- **STATED EXERCISE**: Reproduce the lines below verbatim, from the first line through the line containing "[[[127,196],[127,228],[172,234],[198,234],[199,198],[154,194]]]", including both of those lines.

- **PROVIDED MATERIAL**:
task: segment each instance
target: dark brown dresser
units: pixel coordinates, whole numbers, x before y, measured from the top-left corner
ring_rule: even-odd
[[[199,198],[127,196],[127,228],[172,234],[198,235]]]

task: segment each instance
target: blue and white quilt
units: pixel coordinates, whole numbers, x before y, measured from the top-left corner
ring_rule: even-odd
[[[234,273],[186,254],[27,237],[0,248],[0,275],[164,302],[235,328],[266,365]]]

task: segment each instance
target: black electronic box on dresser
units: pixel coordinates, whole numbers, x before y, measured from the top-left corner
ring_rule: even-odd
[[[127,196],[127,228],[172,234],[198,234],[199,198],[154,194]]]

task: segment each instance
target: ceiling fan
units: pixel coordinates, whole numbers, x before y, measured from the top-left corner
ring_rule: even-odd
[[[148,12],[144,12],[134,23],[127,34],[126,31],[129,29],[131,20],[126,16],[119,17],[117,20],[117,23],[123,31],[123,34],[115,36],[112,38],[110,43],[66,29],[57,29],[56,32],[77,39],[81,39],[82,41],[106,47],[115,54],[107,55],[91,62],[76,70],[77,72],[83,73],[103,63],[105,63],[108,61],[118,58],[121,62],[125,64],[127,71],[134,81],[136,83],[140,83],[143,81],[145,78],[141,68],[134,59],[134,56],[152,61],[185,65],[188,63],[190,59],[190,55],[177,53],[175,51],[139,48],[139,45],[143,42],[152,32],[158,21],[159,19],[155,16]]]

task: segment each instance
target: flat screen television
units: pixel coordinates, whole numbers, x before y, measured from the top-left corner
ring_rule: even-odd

- **EXERCISE RESULT**:
task: segment each instance
target: dark brown dresser
units: pixel coordinates, whole numbers, x before y, measured from the top-left corner
ring_rule: even-odd
[[[199,198],[127,196],[127,228],[172,234],[198,235]]]

task: segment each instance
target: blue and white quilt
units: pixel coordinates, whole numbers, x before y, measured from the top-left corner
ring_rule: even-odd
[[[234,273],[186,254],[27,237],[0,248],[0,275],[164,302],[235,328],[266,365]]]

task: segment each instance
target: black electronic box on dresser
units: pixel coordinates, whole numbers, x before y, measured from the top-left corner
ring_rule: even-odd
[[[127,196],[127,228],[172,234],[198,234],[199,198],[154,194]]]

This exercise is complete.